Задание —
Проверьте, согласуются ли с отрывком утверждения ниже. Для каждого ответьте «да» или «нет» и приведите решающие слова отрывка точной цитатой.
1. Ледяного Шмидта на ёлку решили посадить ребята 36-й школы Сокольнического района.
2. Завод авиамоделей располагался в Столешниковом переулке.
3. Газетные материалы были найдены в газетном зале Исторической библиотеки.

Выбранный отрывок —

______

И наконец:
«Дед Мороз Шмидт. Вместо Деда Мороза, — сообщает нам «Комсомольская правда» в 1935 году, 31 декабря, — в густых еловых ветвях будет сидеть ледяной Шмидт с бородой из ваты. Так решили ребята 36-й школы Сокольнического района. С восхищением они готовят украшения для ёлки. Маленькие парашюты и парашютисты, самолёты и лётчики украсят ёлку. Ёлку осветят цветными лампочками, а вокруг неё устроят пляски».
Д. Быков― Где ты всё это нарыла?
И. Лукьянова― Историческая библиотека, газетный зал — «Комсомольская правда», много «Всемирной иллюстрации», «Нива»…
Д. Быков― Мать, ты ангел! Я тобой восхищаюсь.
Д. Филатов― Потрясающе! Васильевич, помнишь надувные игрушки, стеклянные?
И. Кохановский― Да, конечно.
Д. Быков― Самолёт у нас есть такой. У нас же очень много игрушек 40-х годов.
И. Лукьянова― Между прочим, про самолёты. Реклама в «Комсомольской правде»:
«Для новогодней ёлки лучшее украшение для ёлки, лучший подарок детям — летающие бумажные самолёты. Большой выбор самолётов разных размеров! Требуйте во всех игрушечных магазинах и в магазинах «Авиахима» (Столешников переулок) или на заводе авиамоделей (Лялин переулок, дом 24)».
Д. Быков― Интересно было бы съездить туда.
И. Лукьянова― Реклама на «Эхе»!
Д. Быков― Да, реклама на «Эхе».

______

Исходные записи —
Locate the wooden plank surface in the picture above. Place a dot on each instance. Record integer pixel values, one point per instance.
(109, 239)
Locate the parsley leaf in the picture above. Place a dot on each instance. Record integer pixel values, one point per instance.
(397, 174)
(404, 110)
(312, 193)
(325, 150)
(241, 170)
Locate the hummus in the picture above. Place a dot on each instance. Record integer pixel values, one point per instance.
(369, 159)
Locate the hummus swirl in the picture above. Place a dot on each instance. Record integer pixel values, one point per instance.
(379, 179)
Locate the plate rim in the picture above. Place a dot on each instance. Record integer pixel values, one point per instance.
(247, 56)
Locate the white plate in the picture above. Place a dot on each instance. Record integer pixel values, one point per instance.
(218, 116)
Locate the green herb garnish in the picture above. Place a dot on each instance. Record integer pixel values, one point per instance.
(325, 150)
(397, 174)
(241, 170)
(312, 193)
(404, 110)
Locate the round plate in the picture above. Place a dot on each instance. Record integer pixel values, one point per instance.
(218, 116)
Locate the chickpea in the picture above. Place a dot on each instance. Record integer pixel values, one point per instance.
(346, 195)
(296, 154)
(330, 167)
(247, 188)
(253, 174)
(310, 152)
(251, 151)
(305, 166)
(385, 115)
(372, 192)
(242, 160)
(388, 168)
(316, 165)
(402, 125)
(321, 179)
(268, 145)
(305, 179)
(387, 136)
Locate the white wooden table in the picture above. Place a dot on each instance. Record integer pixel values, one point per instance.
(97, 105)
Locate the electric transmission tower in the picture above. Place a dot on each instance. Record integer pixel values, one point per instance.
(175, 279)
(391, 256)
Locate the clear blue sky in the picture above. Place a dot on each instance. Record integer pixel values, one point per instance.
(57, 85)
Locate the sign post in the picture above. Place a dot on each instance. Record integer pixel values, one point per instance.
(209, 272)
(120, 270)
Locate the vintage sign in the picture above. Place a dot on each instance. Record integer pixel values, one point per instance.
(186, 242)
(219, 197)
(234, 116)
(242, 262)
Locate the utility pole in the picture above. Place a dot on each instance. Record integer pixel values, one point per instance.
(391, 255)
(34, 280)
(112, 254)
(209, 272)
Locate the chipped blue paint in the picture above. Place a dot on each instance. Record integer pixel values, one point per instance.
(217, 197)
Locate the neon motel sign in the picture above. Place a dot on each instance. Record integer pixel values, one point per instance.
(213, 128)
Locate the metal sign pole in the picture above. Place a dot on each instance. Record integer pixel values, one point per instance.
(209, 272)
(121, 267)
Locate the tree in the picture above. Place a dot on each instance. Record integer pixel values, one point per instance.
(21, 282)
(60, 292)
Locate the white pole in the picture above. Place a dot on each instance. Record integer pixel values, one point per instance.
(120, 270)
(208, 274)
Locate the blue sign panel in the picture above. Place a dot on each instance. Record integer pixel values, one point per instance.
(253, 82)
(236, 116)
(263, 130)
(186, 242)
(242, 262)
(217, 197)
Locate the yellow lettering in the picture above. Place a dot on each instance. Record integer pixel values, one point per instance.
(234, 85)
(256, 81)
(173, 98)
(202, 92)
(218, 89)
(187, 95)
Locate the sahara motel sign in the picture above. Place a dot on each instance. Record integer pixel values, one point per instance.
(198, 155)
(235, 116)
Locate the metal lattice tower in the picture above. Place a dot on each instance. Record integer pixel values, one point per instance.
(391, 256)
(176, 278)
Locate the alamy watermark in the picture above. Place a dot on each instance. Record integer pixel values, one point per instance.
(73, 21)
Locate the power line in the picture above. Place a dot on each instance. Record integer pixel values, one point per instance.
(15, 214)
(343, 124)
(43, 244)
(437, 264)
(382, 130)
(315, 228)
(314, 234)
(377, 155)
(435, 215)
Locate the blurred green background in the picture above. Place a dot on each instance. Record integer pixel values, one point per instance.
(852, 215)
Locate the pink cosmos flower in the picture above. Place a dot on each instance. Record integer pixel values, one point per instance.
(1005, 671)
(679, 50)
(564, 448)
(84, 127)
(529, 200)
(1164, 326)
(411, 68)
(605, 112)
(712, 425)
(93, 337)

______

Готовое решение —
1. Да: «Так решили ребята 36-й школы Сокольнического района».
2. Нет: «на заводе авиамоделей (Лялин переулок, дом 24)».
3. Да: «Историческая библиотека, газетный зал».